-- CHALLENGE 1 --
From the PolyglotDB issue thread, reproduce the portion starting with "Oracle Java downloads" and going on through "broken by Oracle).".
-- CHALLENGE 2 --
Decide whether each statement below agrees with the PolyglotDB issue thread, answering yes or no and quoting the words that settle it: (a) The PolyglotDB project is released under the MIT License. (b) The new Oracle license permits personal use at no cost. (c) The PPA maintainer was able to update it with Java SE 8u212.

-- SUPPLIED PASSAGE --

☆ ☆ ☆ ☆ ☆ ☆ ☆

MontrealCorpusTools / PolyglotDB

Language data store and linguistic query API
MIT License
38 stars 14 forks source link

Compatibility with recent OpenJDK & Neo4j versions #185

Closed james-tanner closed 2 months ago

james-tanner commented 6 months ago

Hi Michael,

I've just been going through the process of installing Polyglot on a new server, and I think some issues with outdated dependencies are making installation/maintenance quite difficult.

OpenJDK: the install guide requires the installation of sudo apt-get install openjdk-11-jdk-headless which is no longer actively maintained or supported by Oracle -- attempts to install this via the openjdk repository is a deadend:

sudo add-apt-repository ppa:webupd8team/java

The Oracle JDK License has changed for releases starting April 16, 2019.

The new Oracle Technology Network License Agreement for Oracle Java SE is substantially different from prior Oracle JDK licenses. The new license permits certain uses, such as personal use and development use, at no cost -- but other uses authorized under prior Oracle JDK licenses may no longer be available. Please review the terms carefully before downloading and using this product. An FAQ is available here: https://www.oracle.com/technetwork/java/javase/overview/oracle-jdk-faqs.html

Oracle Java downloads now require logging in to an Oracle account to download Java updates, like the latest Oracle Java 8u211 / Java SE 8u212. Because of this I cannot update the PPA with the latest Java (and the old links were broken by Oracle).

For this reason, THIS PPA IS DISCONTINUED.

It's possible to still find openjdk-11 and install manually, but I'm not sure it's something that normal users/admins should be doing.

☆ ☆ ☆ ☆ ☆ ☆ ☆

-- STORED RECORDS --
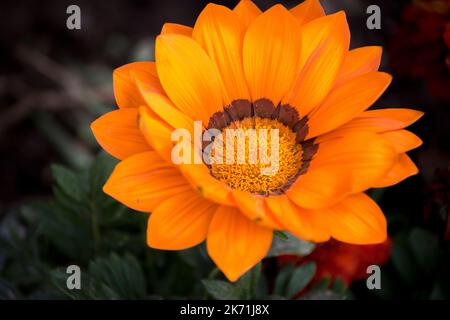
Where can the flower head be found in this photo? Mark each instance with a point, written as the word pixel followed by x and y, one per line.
pixel 284 71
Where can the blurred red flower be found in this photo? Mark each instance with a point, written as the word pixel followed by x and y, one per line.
pixel 437 206
pixel 349 262
pixel 421 47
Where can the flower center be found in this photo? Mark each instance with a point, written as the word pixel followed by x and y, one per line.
pixel 255 154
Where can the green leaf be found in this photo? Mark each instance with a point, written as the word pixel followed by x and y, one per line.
pixel 248 283
pixel 68 182
pixel 292 245
pixel 282 279
pixel 122 274
pixel 300 278
pixel 222 290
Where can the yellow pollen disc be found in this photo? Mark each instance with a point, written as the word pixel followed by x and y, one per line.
pixel 265 166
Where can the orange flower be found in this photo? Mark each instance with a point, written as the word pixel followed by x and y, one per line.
pixel 290 70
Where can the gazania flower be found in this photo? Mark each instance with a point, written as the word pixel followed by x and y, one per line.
pixel 290 70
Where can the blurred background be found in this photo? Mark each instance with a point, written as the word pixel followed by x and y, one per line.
pixel 55 81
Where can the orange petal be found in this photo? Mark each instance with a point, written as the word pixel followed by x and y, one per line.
pixel 403 168
pixel 143 181
pixel 220 32
pixel 343 166
pixel 347 101
pixel 402 140
pixel 125 91
pixel 156 132
pixel 308 10
pixel 247 11
pixel 189 77
pixel 357 219
pixel 271 51
pixel 199 177
pixel 118 133
pixel 235 243
pixel 303 223
pixel 324 45
pixel 382 120
pixel 166 110
pixel 360 61
pixel 175 227
pixel 255 208
pixel 174 28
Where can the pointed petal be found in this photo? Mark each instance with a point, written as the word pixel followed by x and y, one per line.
pixel 357 219
pixel 347 101
pixel 343 166
pixel 166 110
pixel 402 140
pixel 271 51
pixel 324 45
pixel 125 91
pixel 175 227
pixel 220 32
pixel 143 181
pixel 308 10
pixel 247 11
pixel 382 120
pixel 305 224
pixel 174 28
pixel 188 76
pixel 156 132
pixel 235 243
pixel 118 133
pixel 360 61
pixel 402 169
pixel 255 208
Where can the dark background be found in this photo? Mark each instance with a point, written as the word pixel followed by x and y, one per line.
pixel 55 81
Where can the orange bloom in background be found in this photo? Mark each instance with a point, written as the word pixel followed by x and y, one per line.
pixel 348 262
pixel 290 70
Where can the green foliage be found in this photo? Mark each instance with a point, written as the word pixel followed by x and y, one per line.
pixel 285 243
pixel 80 225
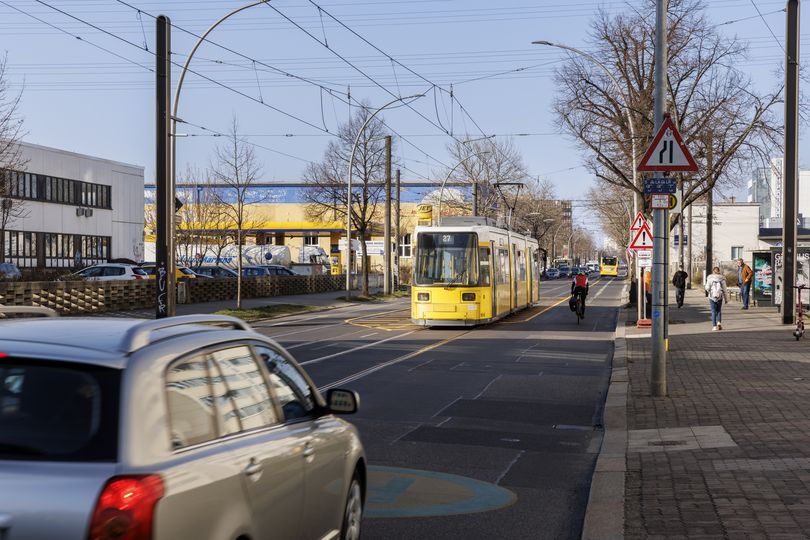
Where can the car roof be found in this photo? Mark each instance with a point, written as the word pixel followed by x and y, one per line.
pixel 99 340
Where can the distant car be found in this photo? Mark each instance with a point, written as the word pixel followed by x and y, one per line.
pixel 109 272
pixel 266 270
pixel 180 272
pixel 215 272
pixel 190 427
pixel 9 272
pixel 278 270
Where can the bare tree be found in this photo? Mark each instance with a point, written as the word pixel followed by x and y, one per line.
pixel 12 162
pixel 201 221
pixel 235 167
pixel 724 121
pixel 482 164
pixel 326 192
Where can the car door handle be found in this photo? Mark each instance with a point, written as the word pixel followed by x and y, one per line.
pixel 253 468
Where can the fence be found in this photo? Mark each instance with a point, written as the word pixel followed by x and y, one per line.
pixel 101 296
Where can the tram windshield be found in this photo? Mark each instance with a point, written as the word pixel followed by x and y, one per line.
pixel 447 258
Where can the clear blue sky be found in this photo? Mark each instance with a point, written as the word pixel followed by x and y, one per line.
pixel 101 102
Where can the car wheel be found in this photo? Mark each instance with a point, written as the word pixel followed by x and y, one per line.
pixel 353 513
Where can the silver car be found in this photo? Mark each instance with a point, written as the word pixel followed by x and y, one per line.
pixel 189 427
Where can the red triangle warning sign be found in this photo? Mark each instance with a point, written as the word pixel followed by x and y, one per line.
pixel 667 153
pixel 642 239
pixel 639 222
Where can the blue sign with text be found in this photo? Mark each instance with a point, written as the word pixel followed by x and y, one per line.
pixel 660 185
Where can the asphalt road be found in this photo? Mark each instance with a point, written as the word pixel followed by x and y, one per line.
pixel 516 405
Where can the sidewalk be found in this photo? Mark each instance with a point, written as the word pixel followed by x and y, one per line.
pixel 727 453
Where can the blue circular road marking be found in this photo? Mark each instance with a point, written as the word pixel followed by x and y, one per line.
pixel 395 492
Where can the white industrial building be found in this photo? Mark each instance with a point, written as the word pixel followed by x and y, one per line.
pixel 76 210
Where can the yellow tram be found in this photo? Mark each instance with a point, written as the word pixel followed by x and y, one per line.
pixel 467 272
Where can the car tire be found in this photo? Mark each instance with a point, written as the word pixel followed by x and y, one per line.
pixel 353 511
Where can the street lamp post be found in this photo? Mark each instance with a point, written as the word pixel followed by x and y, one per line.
pixel 349 191
pixel 626 108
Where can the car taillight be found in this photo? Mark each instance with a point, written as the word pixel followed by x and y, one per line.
pixel 126 507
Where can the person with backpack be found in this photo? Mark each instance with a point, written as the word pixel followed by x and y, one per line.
pixel 745 277
pixel 679 282
pixel 716 292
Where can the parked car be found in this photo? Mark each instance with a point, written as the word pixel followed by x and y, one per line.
pixel 108 272
pixel 185 427
pixel 215 272
pixel 9 272
pixel 266 270
pixel 180 272
pixel 278 270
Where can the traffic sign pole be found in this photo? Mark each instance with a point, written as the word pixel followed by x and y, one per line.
pixel 658 381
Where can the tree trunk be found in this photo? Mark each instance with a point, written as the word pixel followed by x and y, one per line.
pixel 239 268
pixel 364 285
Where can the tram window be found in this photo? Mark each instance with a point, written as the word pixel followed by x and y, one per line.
pixel 502 266
pixel 447 258
pixel 521 263
pixel 483 267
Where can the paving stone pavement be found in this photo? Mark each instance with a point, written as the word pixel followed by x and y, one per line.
pixel 750 382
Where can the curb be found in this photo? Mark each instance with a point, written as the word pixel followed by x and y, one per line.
pixel 604 514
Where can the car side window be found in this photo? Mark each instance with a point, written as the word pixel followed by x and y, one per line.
pixel 246 387
pixel 191 405
pixel 289 385
pixel 227 418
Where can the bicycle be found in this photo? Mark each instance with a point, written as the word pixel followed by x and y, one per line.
pixel 799 332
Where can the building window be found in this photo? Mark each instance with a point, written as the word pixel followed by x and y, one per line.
pixel 405 246
pixel 21 248
pixel 59 190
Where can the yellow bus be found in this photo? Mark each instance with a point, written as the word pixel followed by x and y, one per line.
pixel 609 266
pixel 472 273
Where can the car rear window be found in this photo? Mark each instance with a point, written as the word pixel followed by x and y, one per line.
pixel 58 411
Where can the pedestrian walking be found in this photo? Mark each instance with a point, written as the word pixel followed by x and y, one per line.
pixel 679 282
pixel 745 276
pixel 717 292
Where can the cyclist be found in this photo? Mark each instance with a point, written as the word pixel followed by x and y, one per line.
pixel 579 286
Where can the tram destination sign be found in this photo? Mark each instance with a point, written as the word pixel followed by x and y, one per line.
pixel 660 184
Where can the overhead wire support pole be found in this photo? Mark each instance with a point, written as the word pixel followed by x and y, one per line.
pixel 658 380
pixel 176 103
pixel 789 201
pixel 164 192
pixel 349 189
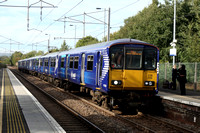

☆ ☆ ☆ ☆ ☆ ☆ ☆

-- CORRECT RESULT 1 --
Oracle Java downloads now require logging in to an Oracle account to download Java updates, like the latest Oracle Java 8u211 / Java SE 8u212. Because of this I cannot update the PPA with the latest Java (and the old links were broken by Oracle).

-- CORRECT RESULT 2 --
(a) Yes: "MIT License"
(b) Yes: "The new license permits certain uses, such as personal use and development use, at no cost"
(c) No: "Because of this I cannot update the PPA with the latest Java"